__Required work__
Nothing but the line containing "target | yellow train carriage" and the lines after it in the entries below should appear, each repeated exactly.

(Saved entries)
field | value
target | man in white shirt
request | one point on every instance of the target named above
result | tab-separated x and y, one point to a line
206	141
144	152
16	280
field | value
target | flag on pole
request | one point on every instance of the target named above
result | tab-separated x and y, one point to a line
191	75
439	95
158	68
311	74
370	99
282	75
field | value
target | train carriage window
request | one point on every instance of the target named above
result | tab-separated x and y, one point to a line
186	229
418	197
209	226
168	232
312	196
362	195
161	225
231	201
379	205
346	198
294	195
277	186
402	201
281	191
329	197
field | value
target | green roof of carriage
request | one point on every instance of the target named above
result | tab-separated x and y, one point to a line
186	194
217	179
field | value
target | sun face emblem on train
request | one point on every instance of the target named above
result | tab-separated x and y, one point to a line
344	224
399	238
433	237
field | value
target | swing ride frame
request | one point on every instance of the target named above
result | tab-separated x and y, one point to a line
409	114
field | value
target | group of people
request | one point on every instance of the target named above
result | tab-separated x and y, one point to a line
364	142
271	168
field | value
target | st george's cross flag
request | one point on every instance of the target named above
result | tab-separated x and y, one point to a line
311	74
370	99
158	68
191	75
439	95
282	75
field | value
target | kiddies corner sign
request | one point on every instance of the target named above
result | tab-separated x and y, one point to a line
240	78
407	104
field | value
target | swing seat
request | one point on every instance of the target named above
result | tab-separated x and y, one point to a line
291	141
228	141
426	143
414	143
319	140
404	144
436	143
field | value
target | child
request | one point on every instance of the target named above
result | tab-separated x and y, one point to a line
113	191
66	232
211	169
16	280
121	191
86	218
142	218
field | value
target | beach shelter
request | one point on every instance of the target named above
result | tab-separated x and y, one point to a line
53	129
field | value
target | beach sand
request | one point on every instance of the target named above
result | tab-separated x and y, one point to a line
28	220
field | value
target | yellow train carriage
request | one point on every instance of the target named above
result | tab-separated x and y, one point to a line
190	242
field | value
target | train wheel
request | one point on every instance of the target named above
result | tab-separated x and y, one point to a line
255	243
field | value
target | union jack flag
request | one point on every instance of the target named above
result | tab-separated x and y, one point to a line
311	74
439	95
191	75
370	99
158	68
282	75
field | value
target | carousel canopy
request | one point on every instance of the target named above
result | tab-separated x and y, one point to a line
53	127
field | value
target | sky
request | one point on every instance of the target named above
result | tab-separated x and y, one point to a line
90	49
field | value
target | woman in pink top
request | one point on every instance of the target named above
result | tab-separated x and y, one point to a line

__Task result__
target | yellow train carriage
request | one point on every instance of the target named above
result | tab-separated x and y, one point to a line
190	242
field | value
target | train wheel
request | one point on every instance of the target named above
result | tab-separated x and y, one point to a line
255	243
field | value
target | union jack flag
request | one point on every instance of the target named above
result | tab-separated x and y, one point to a line
311	74
439	95
191	75
370	99
158	68
282	75
field | value
target | carousel canopy
request | one point on every instance of the target named above
result | tab-separated x and y, one point to a line
53	127
field | value
target | sky
request | one point on every instance of the target named above
result | tab-separated x and y, one point to a line
90	49
field | value
target | woman in pink top
request | one point on every instance of the target named above
result | tab-separated x and y, one point to a line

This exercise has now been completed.